▸ What to do: Line by line, copy the records below exactly.

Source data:
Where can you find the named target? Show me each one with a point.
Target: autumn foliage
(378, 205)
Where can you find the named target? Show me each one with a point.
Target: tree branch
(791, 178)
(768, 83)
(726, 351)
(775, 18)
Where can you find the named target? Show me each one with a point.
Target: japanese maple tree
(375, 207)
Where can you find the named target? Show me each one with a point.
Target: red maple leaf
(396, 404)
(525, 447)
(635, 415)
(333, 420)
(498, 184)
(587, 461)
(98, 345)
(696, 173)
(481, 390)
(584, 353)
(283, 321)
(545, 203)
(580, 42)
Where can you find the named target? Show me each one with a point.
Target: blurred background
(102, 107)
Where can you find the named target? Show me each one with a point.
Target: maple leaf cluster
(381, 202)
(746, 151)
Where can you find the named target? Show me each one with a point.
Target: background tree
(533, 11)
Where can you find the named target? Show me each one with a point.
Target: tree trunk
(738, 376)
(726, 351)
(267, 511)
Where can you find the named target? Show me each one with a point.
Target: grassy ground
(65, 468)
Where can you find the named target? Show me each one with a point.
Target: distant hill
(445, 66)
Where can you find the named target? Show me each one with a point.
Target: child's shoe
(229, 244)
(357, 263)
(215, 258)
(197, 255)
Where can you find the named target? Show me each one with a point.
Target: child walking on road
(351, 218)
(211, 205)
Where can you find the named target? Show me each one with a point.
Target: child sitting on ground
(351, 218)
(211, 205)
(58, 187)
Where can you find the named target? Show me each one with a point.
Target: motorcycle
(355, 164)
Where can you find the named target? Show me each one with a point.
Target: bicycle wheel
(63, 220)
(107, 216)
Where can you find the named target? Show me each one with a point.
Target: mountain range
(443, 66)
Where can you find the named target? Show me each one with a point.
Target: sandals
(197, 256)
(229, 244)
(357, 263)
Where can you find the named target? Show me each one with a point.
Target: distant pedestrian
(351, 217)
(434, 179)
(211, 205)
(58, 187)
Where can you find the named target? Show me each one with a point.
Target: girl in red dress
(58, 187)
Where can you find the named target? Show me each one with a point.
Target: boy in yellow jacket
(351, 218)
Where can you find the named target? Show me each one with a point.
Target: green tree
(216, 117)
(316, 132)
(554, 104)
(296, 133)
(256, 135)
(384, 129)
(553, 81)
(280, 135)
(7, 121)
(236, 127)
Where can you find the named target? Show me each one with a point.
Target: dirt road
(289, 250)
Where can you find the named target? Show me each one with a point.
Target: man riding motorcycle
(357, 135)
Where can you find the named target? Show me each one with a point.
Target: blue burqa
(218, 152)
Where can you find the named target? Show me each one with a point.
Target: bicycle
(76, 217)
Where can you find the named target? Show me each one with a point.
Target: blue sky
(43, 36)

▸ The completed task:
Where can you find the named target? Show me each one with a point.
Target: autumn foliage
(378, 205)
Where can you find the named target? Show me each one with a point.
Target: tree branch
(791, 178)
(768, 83)
(726, 351)
(775, 18)
Where can you find the named target? Show me each one with a point.
Target: japanese maple tree
(375, 207)
Where can you find the named target? Show me each one with a point.
Target: red maple leaf
(396, 404)
(525, 447)
(635, 415)
(333, 420)
(498, 184)
(587, 461)
(98, 345)
(696, 173)
(481, 390)
(584, 353)
(283, 321)
(545, 203)
(580, 42)
Where can you find the named target? Show me each one with a point.
Target: blurred background
(102, 107)
Where can you find the named target? Show me each one with a point.
Target: maple leaf cluster
(381, 202)
(746, 151)
Where can you find the named target? Show me each one with a point.
Target: background tree
(533, 11)
Where can you find the named target? Show me each one with a point.
Target: tree trunk
(738, 376)
(726, 351)
(267, 511)
Where can you find the named target? Show me each one with a point.
Target: grassy ground
(65, 468)
Where can you find the named target? Show me each one with a point.
Target: distant hill
(445, 66)
Where can you find the named target? Show me each one with a point.
Target: child's shoe
(229, 244)
(357, 263)
(215, 258)
(197, 255)
Where can you find the named target? Show me each one with a point.
Target: child walking on road
(351, 218)
(211, 205)
Where can you find the named target? Show me each one with a point.
Target: child sitting on ground
(351, 218)
(211, 205)
(58, 187)
Where can you find the named target? Show me each one with a point.
Target: motorcycle
(355, 164)
Where can you find the named target? Show me each one with a point.
Target: bicycle wheel
(63, 220)
(107, 216)
Where can you find the named target? Show me each one with a point.
Target: mountain range
(443, 66)
Where can you find the named target? Show me each one with a point.
Target: sandals
(197, 256)
(229, 244)
(357, 263)
Where can you find the named target? Show me each one with a point.
Target: distant pedestrian
(351, 217)
(434, 179)
(211, 205)
(58, 187)
Where can you find the named target? Show me each one with a point.
Target: girl in red dress
(58, 187)
Where can you find the named target? Show me each one with a point.
Target: boy in yellow jacket
(351, 218)
Where can you find the named target? Show me each one with a point.
Target: green tree
(216, 117)
(316, 132)
(554, 104)
(296, 133)
(256, 135)
(384, 129)
(553, 81)
(280, 135)
(7, 121)
(236, 127)
Where can you find the named target? Show me each one with a point.
Target: dirt road
(289, 250)
Where can you find the named target? Show me each one with a point.
Target: man riding motorcycle
(357, 135)
Where can you find the named target? Show me each one with a point.
Target: blue burqa
(218, 152)
Where can you find the named target? Show me each one with a point.
Target: bicycle
(76, 217)
Where can you find the named target? Show me each one with a point.
Target: blue sky
(43, 36)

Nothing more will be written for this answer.